Put every line of the entries below into a Markdown table with the columns Row and Entry line, giving each line a row number and leaving out any blank lines.

- - -

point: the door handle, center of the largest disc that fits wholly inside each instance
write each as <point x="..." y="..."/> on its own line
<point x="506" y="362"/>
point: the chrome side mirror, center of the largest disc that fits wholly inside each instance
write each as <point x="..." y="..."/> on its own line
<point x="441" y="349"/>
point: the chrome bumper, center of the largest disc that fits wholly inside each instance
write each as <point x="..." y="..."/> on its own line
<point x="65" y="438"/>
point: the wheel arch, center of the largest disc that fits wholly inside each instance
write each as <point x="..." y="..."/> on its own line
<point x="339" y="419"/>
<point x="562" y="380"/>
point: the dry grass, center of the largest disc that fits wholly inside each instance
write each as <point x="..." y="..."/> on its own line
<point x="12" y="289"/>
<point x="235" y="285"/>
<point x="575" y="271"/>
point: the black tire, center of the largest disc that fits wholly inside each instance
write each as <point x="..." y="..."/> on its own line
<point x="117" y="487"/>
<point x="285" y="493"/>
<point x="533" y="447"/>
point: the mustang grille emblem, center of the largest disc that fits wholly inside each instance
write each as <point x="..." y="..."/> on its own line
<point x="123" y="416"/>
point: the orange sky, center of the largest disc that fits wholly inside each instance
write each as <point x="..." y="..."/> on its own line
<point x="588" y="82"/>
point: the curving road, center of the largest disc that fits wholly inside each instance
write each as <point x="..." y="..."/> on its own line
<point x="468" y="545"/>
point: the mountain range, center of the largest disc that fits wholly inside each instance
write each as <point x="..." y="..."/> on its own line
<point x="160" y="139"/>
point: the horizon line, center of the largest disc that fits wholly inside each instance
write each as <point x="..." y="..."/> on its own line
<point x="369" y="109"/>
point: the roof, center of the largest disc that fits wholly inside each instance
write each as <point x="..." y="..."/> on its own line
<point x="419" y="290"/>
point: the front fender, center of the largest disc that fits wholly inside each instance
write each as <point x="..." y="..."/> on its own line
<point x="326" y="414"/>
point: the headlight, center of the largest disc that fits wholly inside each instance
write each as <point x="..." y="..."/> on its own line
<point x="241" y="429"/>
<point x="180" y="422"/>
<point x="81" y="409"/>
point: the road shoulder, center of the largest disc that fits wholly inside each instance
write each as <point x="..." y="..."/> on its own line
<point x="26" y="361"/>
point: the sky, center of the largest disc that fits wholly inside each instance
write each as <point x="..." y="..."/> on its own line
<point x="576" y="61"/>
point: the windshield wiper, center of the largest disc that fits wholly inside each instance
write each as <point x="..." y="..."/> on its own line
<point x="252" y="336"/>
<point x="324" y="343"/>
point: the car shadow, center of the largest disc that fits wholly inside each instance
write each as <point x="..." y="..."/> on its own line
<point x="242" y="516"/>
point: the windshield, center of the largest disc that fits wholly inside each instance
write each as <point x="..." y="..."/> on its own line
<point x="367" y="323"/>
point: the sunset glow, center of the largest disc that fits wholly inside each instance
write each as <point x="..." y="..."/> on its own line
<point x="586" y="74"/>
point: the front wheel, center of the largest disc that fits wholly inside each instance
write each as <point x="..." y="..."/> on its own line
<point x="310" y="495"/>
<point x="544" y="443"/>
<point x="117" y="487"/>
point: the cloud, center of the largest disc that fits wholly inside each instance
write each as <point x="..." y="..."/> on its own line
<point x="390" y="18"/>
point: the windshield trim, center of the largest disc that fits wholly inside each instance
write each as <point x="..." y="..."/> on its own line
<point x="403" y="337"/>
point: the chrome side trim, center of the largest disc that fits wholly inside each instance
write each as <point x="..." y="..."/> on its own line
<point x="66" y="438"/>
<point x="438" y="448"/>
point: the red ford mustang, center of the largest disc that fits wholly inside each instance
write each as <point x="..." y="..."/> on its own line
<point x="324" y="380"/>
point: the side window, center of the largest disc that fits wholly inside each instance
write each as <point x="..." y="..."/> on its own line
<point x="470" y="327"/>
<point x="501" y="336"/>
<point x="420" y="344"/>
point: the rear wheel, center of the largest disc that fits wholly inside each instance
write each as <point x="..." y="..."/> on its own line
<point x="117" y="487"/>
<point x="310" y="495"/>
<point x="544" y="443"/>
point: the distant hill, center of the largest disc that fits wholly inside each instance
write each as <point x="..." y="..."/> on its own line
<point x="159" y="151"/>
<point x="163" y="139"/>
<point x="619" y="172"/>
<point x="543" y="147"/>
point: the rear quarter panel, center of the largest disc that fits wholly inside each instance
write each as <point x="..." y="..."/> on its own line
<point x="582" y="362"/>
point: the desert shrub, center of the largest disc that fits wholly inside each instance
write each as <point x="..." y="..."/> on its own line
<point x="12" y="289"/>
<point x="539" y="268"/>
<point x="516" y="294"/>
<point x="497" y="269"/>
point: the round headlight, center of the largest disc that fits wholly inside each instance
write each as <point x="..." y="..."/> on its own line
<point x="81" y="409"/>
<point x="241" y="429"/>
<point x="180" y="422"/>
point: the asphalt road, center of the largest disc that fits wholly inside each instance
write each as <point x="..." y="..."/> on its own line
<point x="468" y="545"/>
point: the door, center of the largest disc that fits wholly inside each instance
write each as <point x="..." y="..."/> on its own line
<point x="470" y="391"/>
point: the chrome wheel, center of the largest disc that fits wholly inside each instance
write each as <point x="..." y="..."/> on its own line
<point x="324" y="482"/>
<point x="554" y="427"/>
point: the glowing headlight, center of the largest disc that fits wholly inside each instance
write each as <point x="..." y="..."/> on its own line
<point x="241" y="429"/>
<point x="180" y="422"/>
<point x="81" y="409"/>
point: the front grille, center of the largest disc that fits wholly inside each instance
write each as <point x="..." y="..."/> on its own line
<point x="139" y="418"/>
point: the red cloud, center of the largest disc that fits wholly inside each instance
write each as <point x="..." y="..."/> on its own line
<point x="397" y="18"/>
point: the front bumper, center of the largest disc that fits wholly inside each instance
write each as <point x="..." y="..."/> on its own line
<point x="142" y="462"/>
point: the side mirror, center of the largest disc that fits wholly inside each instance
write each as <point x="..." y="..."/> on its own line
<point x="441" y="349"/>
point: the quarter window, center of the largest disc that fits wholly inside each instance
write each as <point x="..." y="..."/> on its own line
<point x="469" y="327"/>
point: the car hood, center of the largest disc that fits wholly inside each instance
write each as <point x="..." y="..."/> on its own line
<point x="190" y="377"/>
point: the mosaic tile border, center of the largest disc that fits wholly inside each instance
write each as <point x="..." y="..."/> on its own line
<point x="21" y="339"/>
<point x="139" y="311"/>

- - -

• _OUTPUT FOR THIS EXERCISE_:
| Row | Entry line |
|---|---|
| 1 | point: the door handle, center of the largest disc that fits wholly inside each instance |
| 2 | write each as <point x="..." y="..."/> on its own line |
| 3 | <point x="506" y="362"/> |
| 4 | point: the chrome side mirror, center of the largest disc that fits wholly inside each instance |
| 5 | write each as <point x="..." y="..."/> on its own line |
| 6 | <point x="441" y="349"/> |
| 7 | point: the chrome bumper, center of the largest disc that fits wholly inside each instance |
| 8 | write each as <point x="..." y="..."/> on its own line |
| 9 | <point x="65" y="438"/> |
| 10 | point: the wheel arch, center of the largest disc that fits wholly inside each instance |
| 11 | write each as <point x="..." y="..."/> on its own line |
| 12 | <point x="339" y="419"/> |
| 13 | <point x="562" y="380"/> |
| 14 | point: the dry grass, center of the largest disc that fits wholly inside each instance |
| 15 | write each as <point x="..." y="..."/> on its own line |
| 16 | <point x="12" y="289"/> |
| 17 | <point x="235" y="285"/> |
| 18 | <point x="575" y="271"/> |
| 19 | point: the black tire, center of the largest disc that fits wholly inside each instance |
| 20 | write each as <point x="..." y="..."/> on its own line |
| 21 | <point x="117" y="487"/> |
| 22 | <point x="285" y="493"/> |
| 23 | <point x="533" y="447"/> |
| 24 | point: the mustang grille emblem, center of the largest disc that fits wholly inside each instance |
| 25 | write each as <point x="..." y="..."/> on its own line |
| 26 | <point x="123" y="416"/> |
| 27 | point: the orange sky, center of the largest disc that fits wholly inside each instance |
| 28 | write each as <point x="..." y="..."/> on its own line |
| 29 | <point x="588" y="82"/> |
| 30 | point: the curving road, center of the largest disc that fits wholly inside each instance |
| 31 | write each as <point x="..." y="..."/> on its own line |
| 32 | <point x="468" y="545"/> |
| 33 | point: the mountain range, center of the largest disc that fits wholly inside each instance |
| 34 | write each as <point x="..." y="..."/> on its own line |
| 35 | <point x="160" y="139"/> |
| 36 | point: the horizon line, center of the largest disc that fits wholly inside each instance |
| 37 | write each as <point x="..." y="..."/> on its own line |
| 38 | <point x="369" y="109"/> |
| 39 | point: the roof, center of the largest disc that fits wholly inside each instance |
| 40 | write each as <point x="..." y="..."/> on its own line |
| 41 | <point x="419" y="290"/> |
| 42 | point: the front fender, center of the largest disc that fits wholly inside each instance |
| 43 | write each as <point x="..." y="..."/> on its own line |
| 44 | <point x="326" y="414"/> |
| 45 | point: the headlight, center of the largest disc that fits wholly inside each instance |
| 46 | write each as <point x="..." y="..."/> on its own line |
| 47 | <point x="241" y="429"/> |
| 48 | <point x="180" y="422"/> |
| 49 | <point x="81" y="409"/> |
| 50 | point: the road shoulder, center of the largest disc that fits wholly inside each instance |
| 51 | write each as <point x="..." y="..."/> on its own line |
| 52 | <point x="26" y="361"/> |
| 53 | point: the sky, center of the largest disc that fits wholly inside each instance |
| 54 | write each as <point x="..." y="..."/> on its own line |
| 55 | <point x="576" y="61"/> |
| 56 | point: the windshield wiper, center of the largest disc that fits wholly inside each instance |
| 57 | write each as <point x="..." y="..."/> on its own line |
| 58 | <point x="252" y="336"/> |
| 59 | <point x="324" y="343"/> |
| 60 | point: the car shadow, center of the largest disc that fits wholly inside each instance |
| 61 | write each as <point x="..." y="..."/> on its own line |
| 62 | <point x="242" y="516"/> |
| 63 | point: the windshield, center of the largest disc that fits wholly inside each instance |
| 64 | write each as <point x="..." y="..."/> on its own line |
| 65 | <point x="367" y="323"/> |
| 66 | point: the sunset glow, center of the largest disc that fits wholly inside each instance |
| 67 | write each as <point x="..." y="..."/> on its own line |
| 68 | <point x="586" y="74"/> |
| 69 | point: the front wheel, center of the largest disc that fits wholly inside each instance |
| 70 | write each as <point x="..." y="..."/> on its own line |
| 71 | <point x="310" y="495"/> |
| 72 | <point x="544" y="443"/> |
| 73 | <point x="117" y="487"/> |
| 74 | point: the cloud, center of the largest disc that fits wholly inside each instance |
| 75 | write each as <point x="..." y="..."/> on its own line |
| 76 | <point x="390" y="18"/> |
| 77 | point: the windshield trim, center of the largest disc that fits wholly inside each instance |
| 78 | write each as <point x="..." y="..."/> on its own line |
| 79 | <point x="403" y="337"/> |
| 80 | point: the chrome side trim, center of the largest disc that fits wholly inside each instance |
| 81 | write each as <point x="..." y="..."/> on its own line |
| 82 | <point x="66" y="438"/> |
| 83 | <point x="438" y="448"/> |
| 84 | point: the red ford mustang, center of the largest disc that fits wholly inside each instance |
| 85 | write each as <point x="..." y="..."/> on its own line |
| 86 | <point x="324" y="380"/> |
| 87 | point: the side window, center of the largest disc that fits wholly inside each instance |
| 88 | write each as <point x="..." y="..."/> on its own line |
| 89 | <point x="470" y="327"/> |
| 90 | <point x="501" y="336"/> |
| 91 | <point x="420" y="344"/> |
| 92 | point: the rear wheel, center of the largest disc that fits wholly inside each instance |
| 93 | write each as <point x="..." y="..."/> on its own line |
| 94 | <point x="117" y="487"/> |
| 95 | <point x="310" y="495"/> |
| 96 | <point x="544" y="443"/> |
| 97 | point: the distant hill, center of the largest disc that fits wholly inside each instance |
| 98 | write each as <point x="..." y="..."/> on its own line |
| 99 | <point x="159" y="151"/> |
| 100 | <point x="163" y="139"/> |
| 101 | <point x="619" y="172"/> |
| 102 | <point x="543" y="147"/> |
| 103 | point: the rear quarter panel, center of the largest disc that fits wholly inside each instance |
| 104 | write each as <point x="..." y="..."/> on its own line |
| 105 | <point x="582" y="362"/> |
| 106 | point: the desert shrub, center of the largest disc that fits wholly inside each instance |
| 107 | write each as <point x="..." y="..."/> on its own line |
| 108 | <point x="12" y="289"/> |
| 109 | <point x="539" y="268"/> |
| 110 | <point x="516" y="294"/> |
| 111 | <point x="497" y="269"/> |
| 112 | point: the round headlight, center of the largest disc that fits wholly inside each instance |
| 113 | write each as <point x="..." y="..."/> on its own line |
| 114 | <point x="81" y="409"/> |
| 115 | <point x="241" y="429"/> |
| 116 | <point x="180" y="422"/> |
| 117 | point: the asphalt road, center of the largest disc that fits wholly inside each instance |
| 118 | write each as <point x="..." y="..."/> on its own line |
| 119 | <point x="468" y="545"/> |
| 120 | point: the door, center of the largest disc that fits wholly inside each instance |
| 121 | write each as <point x="..." y="..."/> on its own line |
| 122 | <point x="470" y="391"/> |
| 123 | point: the chrome wheel, center of the largest disc that fits wholly inside each instance |
| 124 | write each as <point x="..." y="..."/> on its own line |
| 125 | <point x="324" y="482"/> |
| 126 | <point x="554" y="427"/> |
| 127 | point: the glowing headlight, center of the largest disc that fits wholly inside each instance |
| 128 | write each as <point x="..." y="..."/> on its own line |
| 129 | <point x="241" y="429"/> |
| 130 | <point x="180" y="422"/> |
| 131 | <point x="81" y="409"/> |
| 132 | point: the front grille, center of the largest disc that fits wholly inside each instance |
| 133 | write each as <point x="..." y="..."/> on its own line |
| 134 | <point x="139" y="418"/> |
| 135 | point: the red cloud, center of the largest disc that fits wholly inside each instance |
| 136 | write each as <point x="..." y="..."/> on its own line |
| 137 | <point x="397" y="18"/> |
| 138 | point: the front bumper, center of the largest disc that fits wholly inside each instance |
| 139 | write each as <point x="..." y="..."/> on its own line |
| 140 | <point x="142" y="462"/> |
| 141 | point: the side mirror, center of the largest disc that fits wholly inside each instance |
| 142 | write each as <point x="..." y="..."/> on its own line |
| 143 | <point x="441" y="349"/> |
| 144 | point: the quarter window, center of the largest disc that fits wholly inside each instance |
| 145 | write each as <point x="..." y="..."/> on its own line |
| 146 | <point x="469" y="327"/> |
| 147 | point: the car hood, center of the largest disc that fits wholly inside each instance |
| 148 | write each as <point x="..." y="..."/> on its own line |
| 149 | <point x="190" y="377"/> |
| 150 | point: the mosaic tile border, center of the largest disc that fits wholly inside each instance |
| 151 | write each as <point x="..." y="..."/> on its own line |
| 152 | <point x="21" y="339"/> |
| 153 | <point x="139" y="311"/> |